What the exercise asks: Convert each line of the material below into a JSON list of strings, with one string per line and blank lines left out.
**********
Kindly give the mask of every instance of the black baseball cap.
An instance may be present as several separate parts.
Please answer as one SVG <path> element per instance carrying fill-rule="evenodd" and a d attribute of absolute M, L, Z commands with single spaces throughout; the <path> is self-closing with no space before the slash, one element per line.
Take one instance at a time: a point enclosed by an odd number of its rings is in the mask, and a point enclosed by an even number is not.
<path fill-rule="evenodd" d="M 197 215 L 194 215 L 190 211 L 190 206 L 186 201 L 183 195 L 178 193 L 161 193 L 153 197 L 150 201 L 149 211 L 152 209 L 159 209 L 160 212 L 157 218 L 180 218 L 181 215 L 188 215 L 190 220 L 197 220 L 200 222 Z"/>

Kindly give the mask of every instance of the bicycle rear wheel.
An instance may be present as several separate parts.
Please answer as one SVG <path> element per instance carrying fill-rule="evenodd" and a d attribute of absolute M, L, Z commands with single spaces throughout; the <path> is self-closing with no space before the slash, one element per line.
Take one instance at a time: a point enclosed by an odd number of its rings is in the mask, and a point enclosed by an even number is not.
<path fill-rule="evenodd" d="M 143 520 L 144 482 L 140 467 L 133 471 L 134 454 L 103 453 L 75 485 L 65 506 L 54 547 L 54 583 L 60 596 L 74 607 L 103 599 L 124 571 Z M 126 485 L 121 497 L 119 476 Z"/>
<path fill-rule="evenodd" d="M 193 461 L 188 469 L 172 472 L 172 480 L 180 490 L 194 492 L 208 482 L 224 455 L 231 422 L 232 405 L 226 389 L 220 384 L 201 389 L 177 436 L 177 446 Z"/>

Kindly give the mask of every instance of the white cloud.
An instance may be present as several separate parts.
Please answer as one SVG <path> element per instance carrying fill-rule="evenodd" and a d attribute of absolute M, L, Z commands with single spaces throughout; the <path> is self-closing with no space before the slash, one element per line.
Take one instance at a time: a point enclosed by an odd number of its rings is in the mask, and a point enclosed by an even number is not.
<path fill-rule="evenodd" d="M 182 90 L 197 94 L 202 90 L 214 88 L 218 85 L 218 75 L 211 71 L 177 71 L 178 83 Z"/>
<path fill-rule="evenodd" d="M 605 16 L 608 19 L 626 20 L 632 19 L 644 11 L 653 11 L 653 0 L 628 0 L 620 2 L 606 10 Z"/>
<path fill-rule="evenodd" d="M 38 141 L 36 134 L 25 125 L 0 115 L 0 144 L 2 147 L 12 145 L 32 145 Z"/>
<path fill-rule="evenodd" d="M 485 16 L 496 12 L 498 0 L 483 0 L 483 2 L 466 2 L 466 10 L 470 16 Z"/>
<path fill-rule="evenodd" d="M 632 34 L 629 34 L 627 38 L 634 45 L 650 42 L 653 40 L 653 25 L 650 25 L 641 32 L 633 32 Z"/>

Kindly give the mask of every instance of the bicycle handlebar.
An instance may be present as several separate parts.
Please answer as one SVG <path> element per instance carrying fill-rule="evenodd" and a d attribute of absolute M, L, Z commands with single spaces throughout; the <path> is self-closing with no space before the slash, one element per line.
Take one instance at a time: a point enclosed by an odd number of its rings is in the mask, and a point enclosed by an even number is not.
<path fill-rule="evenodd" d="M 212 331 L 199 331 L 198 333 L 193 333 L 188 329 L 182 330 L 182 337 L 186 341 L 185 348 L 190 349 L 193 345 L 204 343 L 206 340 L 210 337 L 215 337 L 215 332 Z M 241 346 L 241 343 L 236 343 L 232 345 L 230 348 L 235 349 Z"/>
**********
Full response:
[
  "Kindly give the mask of every instance of the black baseball cap.",
  "An instance may be present as several separate parts.",
  "Please answer as one SVG <path> element per instance carrying fill-rule=\"evenodd\" and a d attribute of absolute M, L, Z commands with single spaces throughout; the <path> is self-closing with no space before the slash, one element per line.",
  "Take one instance at a time: a point enclosed by an odd number of its rings is in the mask, and a point enclosed by an even number is not.",
  "<path fill-rule=\"evenodd\" d=\"M 197 215 L 194 215 L 190 211 L 190 206 L 186 201 L 183 195 L 178 193 L 161 193 L 153 197 L 150 201 L 149 211 L 152 209 L 159 209 L 160 212 L 157 218 L 180 218 L 181 215 L 188 215 L 190 220 L 197 220 L 200 222 Z\"/>",
  "Kindly give the mask of every instance of the bicycle rear wheel.",
  "An instance may be present as several separate parts.",
  "Please answer as one SVG <path> element per instance carrying fill-rule=\"evenodd\" and a d attribute of absolute M, L, Z commands with single spaces throughout; the <path> is self-closing with no space before the slash, one element per line.",
  "Take one instance at a time: a point enclosed by an odd number of its rings is in the mask, and a point enclosed by an even number is not.",
  "<path fill-rule=\"evenodd\" d=\"M 143 520 L 144 482 L 140 467 L 133 471 L 134 454 L 103 453 L 75 485 L 65 506 L 54 547 L 54 583 L 60 596 L 74 607 L 103 599 L 124 571 Z M 126 485 L 121 497 L 119 476 Z\"/>",
  "<path fill-rule=\"evenodd\" d=\"M 193 461 L 188 469 L 172 472 L 172 480 L 180 490 L 194 492 L 208 482 L 224 455 L 231 422 L 232 405 L 226 389 L 220 384 L 201 389 L 177 436 L 177 446 Z\"/>",
  "Kindly give the mask of every instance of the white cloud.",
  "An instance may be present as several separate parts.",
  "Please answer as one SVG <path> element per instance carrying fill-rule=\"evenodd\" and a d attribute of absolute M, L, Z commands with single spaces throughout; the <path> is self-closing with no space before the slash, one element per line.",
  "Take one instance at a time: a point enclosed by an odd number of its rings is in the mask, and a point enclosed by an even number is not.",
  "<path fill-rule=\"evenodd\" d=\"M 182 90 L 197 94 L 202 90 L 214 88 L 218 85 L 218 75 L 211 71 L 177 71 L 178 83 Z\"/>",
  "<path fill-rule=\"evenodd\" d=\"M 605 16 L 608 19 L 626 20 L 632 19 L 644 11 L 653 11 L 653 0 L 628 0 L 620 2 L 606 10 Z\"/>",
  "<path fill-rule=\"evenodd\" d=\"M 38 141 L 36 134 L 25 125 L 0 115 L 0 144 L 2 147 L 12 145 L 32 145 Z\"/>",
  "<path fill-rule=\"evenodd\" d=\"M 485 16 L 496 12 L 498 0 L 483 0 L 483 2 L 466 2 L 466 10 L 470 16 Z\"/>",
  "<path fill-rule=\"evenodd\" d=\"M 632 34 L 629 34 L 627 38 L 634 45 L 650 42 L 653 40 L 653 25 L 650 25 L 641 32 L 633 32 Z\"/>",
  "Kindly give the mask of every instance of the bicycle handlebar.",
  "An instance may be present as several separate parts.",
  "Please answer as one SVG <path> element per instance carrying fill-rule=\"evenodd\" and a d attribute of absolute M, L, Z commands with single spaces throughout; the <path> is self-closing with no space before the slash, one element per line.",
  "Take one instance at a time: a point enclosed by an odd number of its rings is in the mask, and a point enclosed by an even number is not.",
  "<path fill-rule=\"evenodd\" d=\"M 212 331 L 199 331 L 198 333 L 193 333 L 188 329 L 182 330 L 182 337 L 186 341 L 185 348 L 190 349 L 193 345 L 204 343 L 206 340 L 210 337 L 215 337 L 215 332 Z M 241 346 L 241 343 L 236 343 L 232 345 L 230 348 L 235 349 Z\"/>"
]